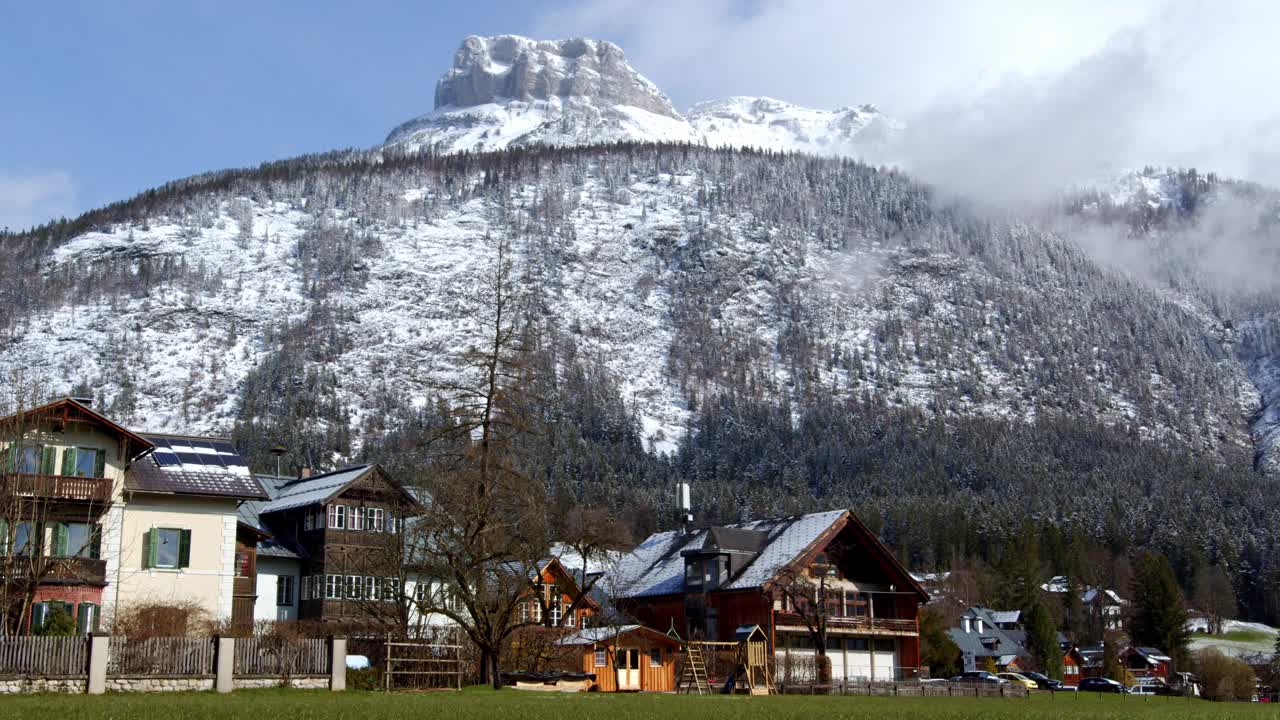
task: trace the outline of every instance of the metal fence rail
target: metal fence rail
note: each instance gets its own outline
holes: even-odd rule
[[[0,675],[87,676],[86,637],[0,637]]]
[[[211,675],[212,638],[113,638],[108,675]]]

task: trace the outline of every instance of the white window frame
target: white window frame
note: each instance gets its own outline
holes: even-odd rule
[[[275,606],[293,607],[293,575],[275,577]]]

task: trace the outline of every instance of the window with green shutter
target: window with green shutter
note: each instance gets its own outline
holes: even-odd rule
[[[191,530],[151,528],[142,539],[145,568],[178,569],[191,566]]]

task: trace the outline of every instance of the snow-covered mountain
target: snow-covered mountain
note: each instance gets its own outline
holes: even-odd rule
[[[502,150],[614,141],[705,142],[859,155],[900,126],[870,105],[813,110],[769,97],[699,102],[681,115],[612,42],[468,37],[435,87],[435,109],[390,132],[398,151]]]

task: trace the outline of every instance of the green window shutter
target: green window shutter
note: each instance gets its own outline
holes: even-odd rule
[[[67,556],[69,537],[70,530],[67,528],[67,523],[54,523],[54,557]]]
[[[49,616],[49,603],[47,602],[35,602],[31,605],[31,632],[38,633],[45,626],[45,619]]]

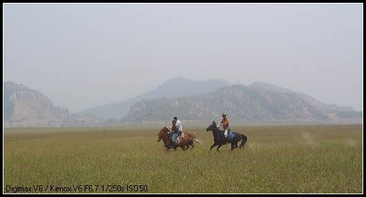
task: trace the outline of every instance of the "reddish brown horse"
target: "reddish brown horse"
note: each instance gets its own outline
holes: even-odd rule
[[[195,135],[192,132],[183,132],[181,135],[177,138],[177,143],[173,144],[172,141],[172,132],[167,127],[163,127],[158,133],[158,141],[163,140],[164,142],[164,146],[169,150],[170,148],[174,148],[181,147],[183,150],[187,150],[191,147],[194,147],[194,144],[193,141],[201,143],[199,139],[195,139]]]

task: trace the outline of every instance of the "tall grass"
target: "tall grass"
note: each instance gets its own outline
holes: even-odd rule
[[[108,184],[124,187],[113,193],[136,193],[126,184],[147,186],[138,193],[363,192],[362,125],[233,127],[247,143],[220,152],[209,152],[213,135],[204,127],[187,129],[202,145],[167,151],[159,129],[6,129],[3,192],[42,185],[31,193],[63,193],[44,191],[53,185],[110,193],[101,191]]]

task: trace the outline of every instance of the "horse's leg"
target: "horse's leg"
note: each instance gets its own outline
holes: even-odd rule
[[[218,144],[216,144],[216,143],[214,143],[213,144],[213,145],[211,145],[211,148],[210,148],[210,150],[211,150],[211,149],[213,149],[213,148],[215,147],[216,145],[217,145]]]

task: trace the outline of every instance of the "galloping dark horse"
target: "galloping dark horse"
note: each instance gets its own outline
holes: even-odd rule
[[[232,132],[234,134],[234,137],[231,141],[228,141],[225,138],[224,138],[224,131],[220,130],[216,124],[215,121],[213,121],[213,123],[208,126],[206,129],[206,132],[212,131],[213,134],[213,141],[214,143],[213,145],[211,145],[211,148],[210,148],[210,150],[213,149],[213,148],[217,146],[217,152],[219,152],[219,148],[223,145],[226,144],[227,143],[231,143],[231,150],[235,149],[238,148],[238,143],[241,140],[242,143],[240,143],[240,145],[239,146],[240,148],[242,148],[245,145],[245,143],[247,142],[247,140],[248,138],[242,134],[239,134],[237,132]]]

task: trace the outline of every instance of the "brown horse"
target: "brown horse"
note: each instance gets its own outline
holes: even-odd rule
[[[167,150],[170,148],[176,149],[178,147],[181,147],[183,150],[188,150],[190,146],[192,148],[194,146],[193,141],[197,141],[199,143],[201,143],[199,139],[195,139],[195,135],[192,132],[183,132],[181,135],[177,138],[177,143],[173,144],[172,141],[172,132],[167,127],[163,127],[158,133],[158,141],[163,140],[164,142],[164,146],[167,148]]]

• STATED GOAL: Output, exactly, all the records above; include no pictures.

• TASK OUTPUT:
task: trace the outline of every instance of the metal fence rail
target: metal fence rail
note: each instance gets its own outline
holes: even-odd rule
[[[0,675],[87,676],[86,637],[0,637]]]
[[[211,675],[212,638],[113,638],[108,675]]]

task: trace the outline of every instance of the white window frame
target: white window frame
note: each instance gets its own outline
holes: even-odd rule
[[[275,606],[293,607],[293,575],[275,577]]]

task: trace the outline of every instance of the window with green shutter
target: window with green shutter
note: each instance gets its own outline
holes: even-odd rule
[[[191,530],[151,528],[142,539],[145,568],[178,569],[191,566]]]

task: trace the outline of every instance of the snow-covered mountain
target: snow-covered mountain
note: each instance gets its own outline
holes: even-odd rule
[[[502,150],[614,141],[705,142],[859,155],[900,126],[870,105],[813,110],[769,97],[699,102],[681,115],[612,42],[468,37],[435,87],[435,109],[390,132],[398,151]]]

task: trace the outline of every instance of the green window shutter
target: green window shutter
note: each instance gets its own outline
holes: even-odd rule
[[[67,556],[69,537],[70,530],[67,528],[67,523],[54,523],[54,557]]]
[[[49,616],[49,603],[47,602],[35,602],[31,605],[31,632],[38,633],[45,626],[45,619]]]

task: trace the outline of every instance of the "reddish brown horse"
target: "reddish brown horse"
note: each instance gets its own outline
holes: even-odd rule
[[[195,135],[192,132],[183,132],[181,135],[177,138],[177,143],[173,144],[172,141],[172,132],[167,127],[163,127],[158,133],[158,141],[163,140],[164,142],[164,146],[169,150],[170,148],[174,148],[181,147],[183,150],[187,150],[191,147],[194,147],[194,144],[193,141],[201,143],[199,139],[195,139]]]

task: trace the outline of every instance of the "tall grass"
target: "tall grass"
note: each instance gets its own outline
holes: even-odd rule
[[[108,184],[124,187],[113,193],[136,193],[126,184],[147,186],[138,193],[363,192],[362,125],[233,127],[247,143],[220,152],[209,152],[213,135],[204,127],[187,129],[202,145],[167,151],[159,129],[6,129],[3,192],[42,185],[31,193],[63,193],[44,191],[53,185],[110,193],[101,191]]]

task: trace the outline of every instance of the "horse's leg"
target: "horse's leg"
note: each instance gets its own outline
holes: even-odd rule
[[[218,144],[216,144],[216,143],[214,143],[213,144],[213,145],[211,145],[211,148],[210,148],[210,150],[211,150],[211,149],[213,149],[213,148],[215,147],[216,145],[217,145]]]

task: trace the outline of every instance of the "galloping dark horse"
target: "galloping dark horse"
note: each instance gets its own outline
holes: even-odd rule
[[[232,132],[234,134],[234,137],[231,141],[228,141],[225,138],[224,138],[224,131],[220,130],[216,124],[215,121],[213,121],[213,123],[208,126],[206,129],[206,132],[212,131],[213,134],[213,141],[214,143],[213,145],[211,145],[211,148],[210,148],[210,150],[213,149],[213,148],[217,146],[217,152],[219,152],[219,148],[223,145],[226,144],[227,143],[231,143],[231,150],[235,149],[238,148],[238,143],[241,140],[242,143],[240,143],[240,145],[239,146],[240,148],[242,148],[245,145],[245,143],[247,142],[247,140],[248,138],[242,134],[239,134],[237,132]]]

task: trace the outline of every instance of the "brown horse"
target: "brown horse"
note: each instance gets its own outline
holes: even-odd rule
[[[167,150],[170,148],[176,149],[178,147],[181,147],[183,150],[188,150],[190,146],[192,148],[194,146],[193,141],[197,141],[199,143],[201,143],[199,139],[195,139],[195,135],[192,132],[183,132],[181,135],[177,138],[177,143],[173,144],[172,141],[172,132],[167,127],[163,127],[158,133],[158,141],[163,140],[164,142],[164,146],[167,148]]]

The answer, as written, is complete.